## AIM
Return each line of the entries below unchanged, in the same order.

## INFORMATION SHOWN
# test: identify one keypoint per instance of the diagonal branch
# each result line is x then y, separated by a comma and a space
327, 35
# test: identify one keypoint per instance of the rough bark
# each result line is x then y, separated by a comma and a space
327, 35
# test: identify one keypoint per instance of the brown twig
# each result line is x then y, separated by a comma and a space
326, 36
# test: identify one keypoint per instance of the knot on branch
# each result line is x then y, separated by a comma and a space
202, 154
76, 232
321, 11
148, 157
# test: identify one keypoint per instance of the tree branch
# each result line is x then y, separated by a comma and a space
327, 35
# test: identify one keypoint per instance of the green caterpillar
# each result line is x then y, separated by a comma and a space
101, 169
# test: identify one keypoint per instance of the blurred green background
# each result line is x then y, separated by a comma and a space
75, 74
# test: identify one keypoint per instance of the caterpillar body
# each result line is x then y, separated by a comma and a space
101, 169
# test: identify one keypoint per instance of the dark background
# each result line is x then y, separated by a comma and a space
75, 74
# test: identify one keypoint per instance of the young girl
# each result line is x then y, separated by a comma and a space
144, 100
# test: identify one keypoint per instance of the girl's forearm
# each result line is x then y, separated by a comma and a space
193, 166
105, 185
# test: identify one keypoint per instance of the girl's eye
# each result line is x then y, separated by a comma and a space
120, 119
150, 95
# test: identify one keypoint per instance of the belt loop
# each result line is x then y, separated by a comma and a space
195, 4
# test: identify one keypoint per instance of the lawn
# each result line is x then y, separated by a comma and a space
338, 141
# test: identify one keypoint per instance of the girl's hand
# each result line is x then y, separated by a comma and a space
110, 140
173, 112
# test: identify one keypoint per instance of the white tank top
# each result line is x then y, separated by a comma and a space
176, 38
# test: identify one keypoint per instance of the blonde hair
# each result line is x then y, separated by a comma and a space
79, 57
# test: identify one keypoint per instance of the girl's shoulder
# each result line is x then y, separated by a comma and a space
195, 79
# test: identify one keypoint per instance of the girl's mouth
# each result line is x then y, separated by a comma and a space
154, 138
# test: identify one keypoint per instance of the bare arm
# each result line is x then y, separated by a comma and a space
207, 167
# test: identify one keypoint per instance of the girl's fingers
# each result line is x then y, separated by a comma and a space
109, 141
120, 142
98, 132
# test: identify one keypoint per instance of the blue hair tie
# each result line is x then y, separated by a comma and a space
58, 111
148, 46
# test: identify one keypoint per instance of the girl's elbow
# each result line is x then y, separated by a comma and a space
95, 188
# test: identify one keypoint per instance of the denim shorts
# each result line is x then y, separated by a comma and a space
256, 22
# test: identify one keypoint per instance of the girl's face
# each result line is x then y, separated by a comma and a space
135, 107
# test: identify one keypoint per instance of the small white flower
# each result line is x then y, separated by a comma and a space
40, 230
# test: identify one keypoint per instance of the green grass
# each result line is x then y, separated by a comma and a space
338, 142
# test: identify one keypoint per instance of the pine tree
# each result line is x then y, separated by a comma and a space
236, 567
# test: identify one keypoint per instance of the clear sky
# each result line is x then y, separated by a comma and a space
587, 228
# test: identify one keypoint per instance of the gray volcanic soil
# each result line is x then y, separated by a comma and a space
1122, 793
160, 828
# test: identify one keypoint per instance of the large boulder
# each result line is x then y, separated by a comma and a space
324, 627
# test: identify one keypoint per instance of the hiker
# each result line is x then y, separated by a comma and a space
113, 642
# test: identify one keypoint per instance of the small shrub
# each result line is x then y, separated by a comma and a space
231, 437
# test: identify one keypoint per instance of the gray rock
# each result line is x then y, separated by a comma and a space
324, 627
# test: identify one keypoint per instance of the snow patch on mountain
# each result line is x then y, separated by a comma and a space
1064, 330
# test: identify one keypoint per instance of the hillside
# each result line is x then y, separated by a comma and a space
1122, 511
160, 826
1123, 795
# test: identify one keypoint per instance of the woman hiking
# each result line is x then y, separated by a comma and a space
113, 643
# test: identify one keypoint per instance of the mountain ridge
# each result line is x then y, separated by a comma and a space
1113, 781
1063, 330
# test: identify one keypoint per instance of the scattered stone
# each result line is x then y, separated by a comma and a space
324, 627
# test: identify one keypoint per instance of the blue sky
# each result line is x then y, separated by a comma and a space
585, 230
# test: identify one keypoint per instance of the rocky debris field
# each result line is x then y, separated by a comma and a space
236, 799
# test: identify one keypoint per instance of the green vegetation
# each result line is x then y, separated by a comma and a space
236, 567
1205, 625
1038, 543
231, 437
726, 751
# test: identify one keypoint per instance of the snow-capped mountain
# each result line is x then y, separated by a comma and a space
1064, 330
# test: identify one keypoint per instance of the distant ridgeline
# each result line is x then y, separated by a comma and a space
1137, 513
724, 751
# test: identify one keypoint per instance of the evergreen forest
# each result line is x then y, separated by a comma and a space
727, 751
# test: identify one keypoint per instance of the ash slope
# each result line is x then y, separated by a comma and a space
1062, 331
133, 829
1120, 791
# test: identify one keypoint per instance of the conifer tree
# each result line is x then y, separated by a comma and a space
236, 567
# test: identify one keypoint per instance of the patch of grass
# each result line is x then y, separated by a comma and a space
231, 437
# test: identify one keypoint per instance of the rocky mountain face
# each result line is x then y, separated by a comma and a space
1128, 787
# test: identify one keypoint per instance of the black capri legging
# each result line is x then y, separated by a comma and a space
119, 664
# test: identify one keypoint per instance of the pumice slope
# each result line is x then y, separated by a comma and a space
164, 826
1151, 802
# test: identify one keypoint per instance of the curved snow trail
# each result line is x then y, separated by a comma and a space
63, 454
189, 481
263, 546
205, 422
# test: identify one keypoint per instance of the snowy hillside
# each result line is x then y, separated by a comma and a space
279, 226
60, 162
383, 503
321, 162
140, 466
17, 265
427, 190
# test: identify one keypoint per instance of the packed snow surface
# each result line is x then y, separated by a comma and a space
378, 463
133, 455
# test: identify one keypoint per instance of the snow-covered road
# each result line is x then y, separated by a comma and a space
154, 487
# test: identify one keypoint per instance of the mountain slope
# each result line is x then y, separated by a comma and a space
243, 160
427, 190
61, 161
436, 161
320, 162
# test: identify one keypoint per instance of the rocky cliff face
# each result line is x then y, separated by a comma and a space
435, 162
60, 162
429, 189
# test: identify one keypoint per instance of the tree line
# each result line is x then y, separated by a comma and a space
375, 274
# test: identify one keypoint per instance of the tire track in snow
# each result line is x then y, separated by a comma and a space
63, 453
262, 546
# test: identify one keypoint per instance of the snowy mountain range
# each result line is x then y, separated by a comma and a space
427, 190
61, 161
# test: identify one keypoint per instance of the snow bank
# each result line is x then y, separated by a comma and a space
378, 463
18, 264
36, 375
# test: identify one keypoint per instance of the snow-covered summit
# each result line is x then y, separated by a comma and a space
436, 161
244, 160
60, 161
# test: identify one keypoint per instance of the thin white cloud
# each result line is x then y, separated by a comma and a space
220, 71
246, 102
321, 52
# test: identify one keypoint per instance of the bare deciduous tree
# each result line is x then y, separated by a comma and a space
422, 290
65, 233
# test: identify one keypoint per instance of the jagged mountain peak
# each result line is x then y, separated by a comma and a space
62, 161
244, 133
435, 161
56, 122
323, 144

## THE OUTPUT
# test: identify one keypoint per instance of the diagonal branch
# each result line is x then y, separated by a comma and a space
327, 35
# test: identify one keypoint per instance of the rough bark
# each result line is x then y, separated by a comma and a space
327, 35
# test: identify one keypoint per instance of the brown twig
# each result line is x then y, separated by a comma and a space
326, 36
# test: identify one keypoint per instance of the knot on branch
# each result line is x then y, separated by a comma and a space
202, 154
76, 232
321, 11
148, 157
# test: identify one keypoint per instance of the tree branch
# each result line is x then y, separated by a comma and a space
327, 35
# test: identify one keypoint per instance of the green caterpillar
# each result line is x then y, separated by a comma and a space
101, 169
# test: identify one keypoint per instance of the blurred green background
# each result line is x then y, separated by a comma and a space
75, 74
# test: identify one keypoint per instance of the caterpillar body
# each result line is x then y, separated by a comma and a space
101, 169
# test: identify one keypoint per instance of the dark background
# each result line is x then y, separated by a comma and a space
75, 74
# test: identify one keypoint per instance of the young girl
# each result line is x then y, separated by a comma and a space
144, 100
# test: identify one keypoint per instance of the girl's forearm
# each result line is x then y, separated by a comma and a space
193, 166
105, 185
# test: identify one keypoint per instance of the girl's eye
# each result line is x then y, separated by a comma and a space
120, 119
150, 95
# test: identify one keypoint per instance of the belt loop
# each result line is x then y, separated by a comma and a space
195, 4
# test: identify one keypoint per instance of the lawn
# each result line is x then y, separated by a comma and a space
338, 141
# test: identify one keypoint per instance of the girl's hand
# each result line is x then y, separated by a comma and a space
110, 140
173, 112
# test: identify one keypoint per instance of the white tank top
# each result line is x then y, separated by a comma and a space
176, 38
# test: identify one keypoint per instance of the blonde hair
# each result line is x then y, separated by a comma and a space
79, 57
# test: identify one keypoint per instance of the girl's shoulder
# each result line is x then y, separated by a comma and a space
195, 79
# test: identify one keypoint per instance of the girl's mouth
# each result line is x then y, separated by a comma and a space
154, 138
# test: identify one keypoint per instance of the bare arm
# each result line is x then y, separated by a comma and a space
207, 167
# test: identify one keypoint per instance of the girl's fingers
# each result line is x then y, separated by a comma and a space
109, 141
120, 142
98, 132
# test: identify one keypoint per instance of the blue hair tie
# each result line is x then y, separated by a comma and a space
58, 111
148, 46
# test: identify one keypoint per instance of the girl's elbow
# each result line is x then y, separated by a comma and a space
95, 188
# test: identify one keypoint per instance of the denim shorts
# each result line is x then y, separated by a comma and a space
256, 22
# test: identify one keypoint per instance of the girl's face
# each result line is x then y, separated by a comma and a space
135, 107
# test: identify one keypoint per instance of the small white flower
# each result line is x then y, separated by a comma and a space
40, 230
# test: identify one keypoint per instance of the green grass
# each result line is x then y, separated by a comma and a space
338, 142
# test: identify one keypoint per instance of the pine tree
# each result line is x then y, separated by a comma and a space
236, 567
# test: identify one keypoint per instance of the clear sky
# each result line is x then y, separated by a comma and a space
587, 228
# test: identify one keypoint per instance of the gray volcanic soil
# each result line is x then y, separated by a comma and a space
1122, 793
160, 828
# test: identify one keypoint per instance of the large boulder
# each result line is x then y, separated by a comma and a space
324, 627
# test: identify one keypoint per instance of the hiker
# each result line is x then y, separated by a comma and a space
113, 642
# test: identify one keypoint per instance of the small shrub
# each result line is x then y, separated by a comma and a space
231, 437
# test: identify one keypoint per instance of the gray rock
# each result line is x then y, separated by a comma and a space
324, 627
# test: identify one keypoint per instance of the snow patch on mountain
# each result line is x then y, separated by a comma and a space
1064, 330
# test: identify one keypoint per instance of the hillside
# each result line is x then y, separated by a comma and a space
1122, 511
160, 826
1123, 795
# test: identify one keypoint per instance of the woman hiking
# each result line is x then y, separated by a comma and a space
113, 643
# test: identify one keypoint per instance of the mountain ridge
# each result line is x then y, separated by a comma and a space
1113, 781
1063, 330
# test: identify one keypoint per instance of the scattered stone
# each result line is x then y, separated by a comma and a space
324, 627
# test: identify one keypoint per instance of the blue sky
# each result line is x then y, separated by a comma and a space
585, 230
# test: identify one keypoint per instance of the rocky debris field
# each result line is x then y, separated by a comma and a space
236, 799
# test: identify one keypoint per instance of the green vegetation
# each result line is x then y, separated by a comma and a space
236, 567
1205, 625
1038, 543
231, 437
726, 751
# test: identify one keypoint per instance of the snow-capped mountain
# each result line is x then y, separated by a comma and a space
1064, 330
# test: identify one keypoint per instance of the distant ridgeline
# each result line is x then y, separated by a comma and a space
1137, 513
724, 751
# test: identify one keypoint per instance of the evergreen forest
# each result line is x then y, separated by a comma and a space
727, 751
# test: identify one keypoint per instance of the ash slope
# each result line is x then y, separated by a comma and a space
1062, 331
133, 829
1120, 791
# test: identify one keypoint per instance of the conifer tree
# each result line is x then y, separated by a comma and a space
236, 567
# test: identify one keypoint per instance of the patch of grass
# each result line is x then y, separated by a comma and a space
231, 437
# test: identify one keypoint per instance of the rocky mountain face
# each result line is x then y, separated by a comma and a space
1128, 787
# test: identify one keypoint per instance of the black capri legging
# each result line is x then y, separated by a comma and a space
119, 664
# test: identify one keypoint per instance of the pumice slope
# each result line is x then y, separated by a comma and a space
164, 826
1151, 802
# test: identify one keypoint per instance of the curved snow trail
# each result line is x then y, separated by a comma and a space
63, 454
189, 481
263, 546
205, 422
# test: identify one keypoint per instance of the snowy hillside
# each result line is x then y, separated by a comma and a space
279, 226
60, 162
383, 503
321, 162
140, 466
17, 265
427, 190
# test: identify one keypoint per instance of the packed snow surface
# each result line is x then y, separated by a comma and a space
378, 463
133, 455
# test: identify one keypoint per instance of the snow-covered road
# each result line is x then y, separated by a comma and a space
154, 487
# test: identify one keypoint per instance of the mountain slope
# each result line is x then y, separated by a comma and a space
243, 160
427, 190
61, 161
436, 161
320, 162
# test: identify one keypoint per instance of the rocky cliff face
# each result line is x then y, separated by a comma and a space
435, 162
60, 162
429, 189
# test: identify one keypoint per instance of the tree line
# each result line is x then y, separated by a comma and a space
375, 274
# test: identify one keypoint per instance of the tire track in snow
# each result line is x then y, separated by a comma and a space
63, 453
262, 546
# test: identify one keypoint per instance of the snowy mountain range
# each result line is x then y, separated by a comma and a space
427, 190
61, 161
# test: identify one keypoint per instance of the snow bank
# each result line is x then y, separated by a comma and a space
378, 463
18, 264
36, 375
# test: identify one keypoint per instance of the snow-covered summit
# each result line is x then y, separated by a comma and a space
436, 161
244, 160
60, 161
# test: identify one keypoint per instance of the thin white cloud
# each result line is x then y, separated by a comma and a space
220, 71
246, 102
321, 52
# test: identify one keypoint per instance of the bare deciduous tree
# each result line is x then y, separated by a comma and a space
422, 290
65, 233
# test: identify one keypoint per instance of the jagged mountain peak
# each result line is x then y, separated by a comma and a space
62, 161
244, 133
435, 161
56, 122
323, 144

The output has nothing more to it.